WORK TO COMPLETE: Search the data for the string "teal" and copy each line where it turns up.

TASK INPUT:
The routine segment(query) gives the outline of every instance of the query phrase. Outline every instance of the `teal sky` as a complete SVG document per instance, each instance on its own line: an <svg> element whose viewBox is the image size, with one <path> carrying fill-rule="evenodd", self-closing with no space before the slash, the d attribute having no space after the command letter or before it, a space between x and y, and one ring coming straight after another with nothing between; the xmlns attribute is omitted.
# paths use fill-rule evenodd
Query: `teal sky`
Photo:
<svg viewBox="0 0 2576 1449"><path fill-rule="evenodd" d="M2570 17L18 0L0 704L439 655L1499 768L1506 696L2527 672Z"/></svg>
...
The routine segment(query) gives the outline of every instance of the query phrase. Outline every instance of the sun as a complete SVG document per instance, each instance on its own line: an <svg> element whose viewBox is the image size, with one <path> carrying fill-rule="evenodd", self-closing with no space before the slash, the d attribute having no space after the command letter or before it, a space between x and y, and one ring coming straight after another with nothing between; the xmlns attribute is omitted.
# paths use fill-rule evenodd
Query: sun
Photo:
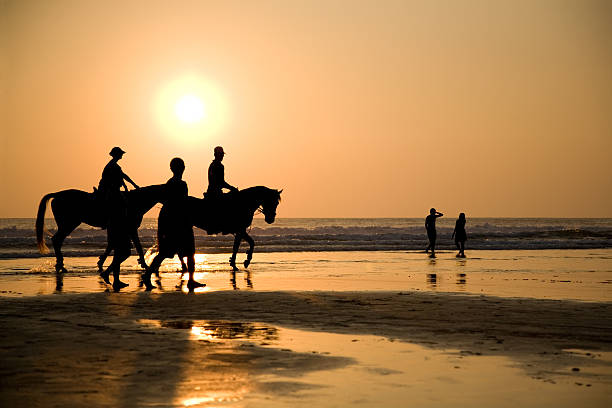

ANSWER TO THE PROBLEM:
The routine segment(query) gives the outline of every instance of the query phrase. Outline every instance of the `teal sky` as a complete SVG document per instance, each instance on its own line: an <svg> element whose viewBox is the image size, with one <path> carrying fill-rule="evenodd", self-closing with no space before the slash, the d attribute having no space after the command letter or before it, a space between x and y, and one ring coming straight after another with nothing between; the xmlns attribute is omitted.
Query: `teal sky`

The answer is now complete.